-- Begin Records supplied --

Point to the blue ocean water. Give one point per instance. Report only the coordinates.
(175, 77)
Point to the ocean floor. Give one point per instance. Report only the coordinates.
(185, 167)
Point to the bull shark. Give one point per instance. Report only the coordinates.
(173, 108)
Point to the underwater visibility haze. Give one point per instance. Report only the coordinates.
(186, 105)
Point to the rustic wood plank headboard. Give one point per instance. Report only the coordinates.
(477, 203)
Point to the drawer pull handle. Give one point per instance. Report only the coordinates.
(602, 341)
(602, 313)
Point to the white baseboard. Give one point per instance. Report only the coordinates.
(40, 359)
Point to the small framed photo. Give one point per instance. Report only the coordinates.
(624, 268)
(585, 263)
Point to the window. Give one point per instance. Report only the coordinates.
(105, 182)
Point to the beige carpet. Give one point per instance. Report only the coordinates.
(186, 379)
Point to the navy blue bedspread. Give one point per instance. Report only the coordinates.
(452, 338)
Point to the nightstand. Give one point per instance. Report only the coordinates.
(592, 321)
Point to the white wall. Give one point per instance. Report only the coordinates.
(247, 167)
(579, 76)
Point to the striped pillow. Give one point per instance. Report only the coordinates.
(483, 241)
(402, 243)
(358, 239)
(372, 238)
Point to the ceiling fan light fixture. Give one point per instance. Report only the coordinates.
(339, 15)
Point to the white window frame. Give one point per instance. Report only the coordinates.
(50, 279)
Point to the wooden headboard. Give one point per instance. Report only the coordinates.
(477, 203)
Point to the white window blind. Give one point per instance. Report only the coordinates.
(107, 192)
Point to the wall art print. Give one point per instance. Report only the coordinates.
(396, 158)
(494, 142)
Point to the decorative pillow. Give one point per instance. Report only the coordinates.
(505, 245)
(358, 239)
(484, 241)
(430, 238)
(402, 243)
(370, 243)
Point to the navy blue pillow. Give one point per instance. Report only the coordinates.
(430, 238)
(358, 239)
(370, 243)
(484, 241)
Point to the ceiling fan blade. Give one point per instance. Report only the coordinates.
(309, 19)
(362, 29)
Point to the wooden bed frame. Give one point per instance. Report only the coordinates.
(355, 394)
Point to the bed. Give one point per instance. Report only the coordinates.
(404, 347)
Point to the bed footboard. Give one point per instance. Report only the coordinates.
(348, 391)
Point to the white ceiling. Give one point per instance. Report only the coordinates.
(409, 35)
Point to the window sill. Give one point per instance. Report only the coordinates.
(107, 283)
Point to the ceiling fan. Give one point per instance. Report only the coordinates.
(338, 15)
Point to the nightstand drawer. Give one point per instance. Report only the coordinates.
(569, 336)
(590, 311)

-- End Records supplied --

Pull out everything from the line containing "Point to the navy blue pillow." down to the end of the material, and reproduce it word for word.

Point to the navy blue pillow. Give one point per instance. Report only the coordinates.
(430, 238)
(358, 239)
(370, 243)
(484, 241)
Point to the ceiling fan blade. Give one point per instance. Report only the coordinates.
(309, 19)
(362, 29)
Point to the wooden bed frame. Give one point per instance. Report only the coordinates.
(355, 394)
Point to the bed. Give one point per instance. Report only the coordinates.
(404, 347)
Point to the bed footboard. Give one point per instance. Report only the coordinates.
(348, 391)
Point to the white ceiling. Give one point per instance. Report only the coordinates.
(409, 35)
Point to the window sill. Give one point per instance. Report only the coordinates.
(107, 283)
Point to the ceiling fan. Give one point per instance. Report only the coordinates.
(338, 15)
Point to the nightstand drawer. Give one point per instance. Report only the coordinates.
(569, 336)
(590, 311)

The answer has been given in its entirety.